--- EXTRACT PROVIDED ---
Retry strategy by status code:

5xx (server error): Retry with backoff — transient server issues.
429 (too many requests): Retry with backoff, respect Retry-After header.
408 (request timeout) or connection/timeout errors: Retry with backoff.
4xx (client errors) except 429: Do not retry — the request itself is malformed.
Success: Return immediately.

Configuring Timeouts Correctly

A single .timeout(Duration) sets the overall request timeout (connection + sending + receiving). For fine-grained control:

#![allow(unused)]
fn main() {
use reqwest::Client;
use std::time::Duration;

fn build_production_client() -> anyhow::Result<Client> {
    Ok(Client::builder()
        // TCP connection timeout — fail fast if service is unreachable.
        .connect_timeout(Duration::from_secs(3))
        // Total time budget for the entire request (all phases).
        .timeout(Duration::from_secs(15))
        // How long an idle connection can sit in the pool before being closed.
        .pool_idle_timeout(Duration::from_secs(60))
        .build()?)
}
}

For the Meridian TLE catalog API — a slow external service that can take up to 10 seconds to respond during load — set the timeout to 12–15 seconds. For the internal mission ops REST endpoint on the same datacenter network, 3–5 seconds is appropriate. Do not use the same Client configuration for both if the timeout requirements differ significantly — build two clients.

Code Examples

TLE Catalog HTTP Client for the Control Plane

The control plane fetches TLE updates from Space-Track on a 10-minute schedule. It also exposes a REST endpoint for on-demand TLE queries. This example shows both directions: fetching and posting, with retry logic and a shared client.

use anyhow::{Context, Result};
use reqwest::{Client, StatusCode};
use serde::{Deserialize, Serialize};
use std::time::Duration;
use tokio::time::sleep;

#[derive(Debug, Deserialize, Clone)]
pub struct TleRecord {
    pub norad_id: u32,
    pub name: String,
    pub line1: String,
    pub line2: String,
    pub epoch: String,
}

#[derive(Debug, Serialize)]
pub struct ConjunctionReport {
    pub object_a_id: u32,
    pub object_b_id: u32,
    pub tca_unix: f64,
    pub miss_distance_km: f64,
    pub probability: f64,
}

pub struct MissionApiClient {
    client: Client,
    base_url: String,
    api_key: String,
}

impl MissionApiClient {
    pub fn new(base_url: String, api_key: String) -> Result<Self> {
        let client = Client::builder()
            .connect_timeout(Duration::from_secs(5))
            .timeout(Duration::from_secs(20))
            .pool_max_idle_per_host(4)
            .user_agent("meridian-control-plane/1.0")

--- TASKS TO PERFORM ---
a – Summarize the text on HTTP retries and timeouts in two sentences.
b – Answer these questions from the text on HTTP retries and timeouts, one line each:
(i) Which header should be respected when retrying a 429 response?
(ii) What connection timeout does build_production_client set?
(iii) How often does the control plane fetch TLE updates from Space-Track?
c – Print everything in the text on HTTP retries and timeouts from "Retry strategy by" down to "respect Retry-After header.".
Work only from the text on HTTP retries and timeouts.

--- DATA ---

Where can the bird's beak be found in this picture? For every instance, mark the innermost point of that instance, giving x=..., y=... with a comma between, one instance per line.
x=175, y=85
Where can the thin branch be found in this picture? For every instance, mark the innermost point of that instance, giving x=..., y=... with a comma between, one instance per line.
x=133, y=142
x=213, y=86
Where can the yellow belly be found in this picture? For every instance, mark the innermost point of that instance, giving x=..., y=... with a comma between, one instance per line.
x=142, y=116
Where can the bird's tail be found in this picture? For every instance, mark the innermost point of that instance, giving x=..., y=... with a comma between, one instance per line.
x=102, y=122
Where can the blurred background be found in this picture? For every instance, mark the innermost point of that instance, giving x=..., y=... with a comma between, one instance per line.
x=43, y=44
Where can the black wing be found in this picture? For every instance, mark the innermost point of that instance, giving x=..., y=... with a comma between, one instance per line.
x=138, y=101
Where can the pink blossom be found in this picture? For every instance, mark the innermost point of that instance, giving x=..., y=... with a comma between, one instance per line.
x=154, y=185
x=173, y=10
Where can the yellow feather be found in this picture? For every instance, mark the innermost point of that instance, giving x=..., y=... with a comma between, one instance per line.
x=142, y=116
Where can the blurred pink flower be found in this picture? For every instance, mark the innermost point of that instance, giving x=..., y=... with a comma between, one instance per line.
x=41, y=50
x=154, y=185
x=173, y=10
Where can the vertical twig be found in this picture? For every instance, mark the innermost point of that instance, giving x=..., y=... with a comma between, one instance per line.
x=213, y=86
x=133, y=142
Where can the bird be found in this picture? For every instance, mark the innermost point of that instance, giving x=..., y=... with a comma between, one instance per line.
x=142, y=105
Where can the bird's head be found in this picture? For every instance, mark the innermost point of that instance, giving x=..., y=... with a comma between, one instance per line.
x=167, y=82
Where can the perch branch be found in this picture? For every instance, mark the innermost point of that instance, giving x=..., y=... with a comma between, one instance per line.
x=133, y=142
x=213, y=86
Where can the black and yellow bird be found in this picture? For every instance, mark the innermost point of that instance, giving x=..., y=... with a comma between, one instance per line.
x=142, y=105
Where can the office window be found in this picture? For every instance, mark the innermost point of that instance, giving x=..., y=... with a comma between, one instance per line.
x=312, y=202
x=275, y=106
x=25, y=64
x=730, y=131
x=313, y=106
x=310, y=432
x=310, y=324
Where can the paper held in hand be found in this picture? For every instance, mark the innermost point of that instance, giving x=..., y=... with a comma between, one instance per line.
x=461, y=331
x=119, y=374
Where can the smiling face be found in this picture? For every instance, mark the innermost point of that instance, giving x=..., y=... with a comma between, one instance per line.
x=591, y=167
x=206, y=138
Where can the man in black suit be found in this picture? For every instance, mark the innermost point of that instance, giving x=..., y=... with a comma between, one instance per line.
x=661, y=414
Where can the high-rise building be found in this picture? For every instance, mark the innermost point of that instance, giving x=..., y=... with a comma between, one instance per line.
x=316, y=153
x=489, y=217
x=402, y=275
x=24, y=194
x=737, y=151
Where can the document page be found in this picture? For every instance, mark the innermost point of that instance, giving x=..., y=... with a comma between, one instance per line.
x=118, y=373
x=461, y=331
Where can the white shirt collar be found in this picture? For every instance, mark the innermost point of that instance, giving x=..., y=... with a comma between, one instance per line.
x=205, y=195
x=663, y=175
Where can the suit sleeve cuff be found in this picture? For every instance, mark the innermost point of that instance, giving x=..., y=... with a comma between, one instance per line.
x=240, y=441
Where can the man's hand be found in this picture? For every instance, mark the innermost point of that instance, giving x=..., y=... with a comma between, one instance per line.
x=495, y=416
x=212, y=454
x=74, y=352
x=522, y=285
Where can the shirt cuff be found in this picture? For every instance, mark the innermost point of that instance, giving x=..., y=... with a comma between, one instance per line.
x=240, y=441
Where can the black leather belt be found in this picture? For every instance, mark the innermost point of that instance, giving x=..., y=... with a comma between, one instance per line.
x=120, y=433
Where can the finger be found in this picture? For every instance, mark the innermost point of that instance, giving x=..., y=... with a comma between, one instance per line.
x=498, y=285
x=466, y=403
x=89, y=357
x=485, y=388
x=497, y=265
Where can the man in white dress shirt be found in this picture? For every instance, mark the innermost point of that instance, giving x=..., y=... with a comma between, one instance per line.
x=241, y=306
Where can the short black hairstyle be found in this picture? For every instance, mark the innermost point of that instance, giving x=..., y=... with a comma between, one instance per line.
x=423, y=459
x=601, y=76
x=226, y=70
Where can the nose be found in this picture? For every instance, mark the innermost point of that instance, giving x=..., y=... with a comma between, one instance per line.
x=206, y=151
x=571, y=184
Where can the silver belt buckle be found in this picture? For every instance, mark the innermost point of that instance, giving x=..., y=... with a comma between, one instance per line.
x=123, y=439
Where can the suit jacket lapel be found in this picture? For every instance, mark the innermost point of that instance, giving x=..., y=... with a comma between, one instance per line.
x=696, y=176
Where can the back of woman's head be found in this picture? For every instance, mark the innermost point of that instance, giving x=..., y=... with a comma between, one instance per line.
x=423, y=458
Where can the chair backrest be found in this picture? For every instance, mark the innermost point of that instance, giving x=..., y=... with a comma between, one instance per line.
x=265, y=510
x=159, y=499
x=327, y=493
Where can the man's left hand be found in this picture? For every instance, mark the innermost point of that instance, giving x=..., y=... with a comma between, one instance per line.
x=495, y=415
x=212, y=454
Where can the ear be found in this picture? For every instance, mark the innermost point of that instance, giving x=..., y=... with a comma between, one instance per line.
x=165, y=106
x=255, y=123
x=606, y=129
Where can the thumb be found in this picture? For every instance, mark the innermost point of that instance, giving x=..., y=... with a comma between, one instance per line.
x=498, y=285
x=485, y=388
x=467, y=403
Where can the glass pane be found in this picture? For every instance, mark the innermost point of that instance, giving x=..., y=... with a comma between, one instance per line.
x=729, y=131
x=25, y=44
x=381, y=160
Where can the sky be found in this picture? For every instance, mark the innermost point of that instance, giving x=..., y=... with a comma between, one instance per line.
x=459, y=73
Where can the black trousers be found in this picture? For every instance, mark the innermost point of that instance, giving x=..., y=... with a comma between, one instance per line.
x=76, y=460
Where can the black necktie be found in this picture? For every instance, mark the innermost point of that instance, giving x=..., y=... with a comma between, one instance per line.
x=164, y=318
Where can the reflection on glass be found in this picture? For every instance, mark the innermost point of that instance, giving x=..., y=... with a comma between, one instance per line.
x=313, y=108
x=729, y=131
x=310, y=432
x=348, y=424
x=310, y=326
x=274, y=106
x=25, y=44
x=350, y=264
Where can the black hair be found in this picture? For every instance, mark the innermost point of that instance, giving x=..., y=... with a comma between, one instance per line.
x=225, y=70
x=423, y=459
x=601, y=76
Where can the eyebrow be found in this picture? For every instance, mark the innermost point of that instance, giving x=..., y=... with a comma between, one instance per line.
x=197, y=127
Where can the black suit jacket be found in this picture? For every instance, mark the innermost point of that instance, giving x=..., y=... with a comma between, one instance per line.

--- FINAL ANSWERS ---
a – The text sets out a retry strategy by status code: retry with backoff on 5xx errors, on 429 (respecting the Retry-After header), and on 408 or connection and timeout errors, but never on other 4xx client errors. It explains that a single .timeout(Duration) covers the whole request, suggests 12–15 seconds for the slow Meridian TLE catalog API and 3–5 seconds for the internal mission ops endpoint, and recommends building two clients when timeout needs differ significantly.

b –
(i) The Retry-After header.
(ii) 3 seconds.
(iii) Every 10 minutes.

c –
Retry strategy by status code:

5xx (server error): Retry with backoff — transient server issues.
429 (too many requests): Retry with backoff, respect Retry-After header.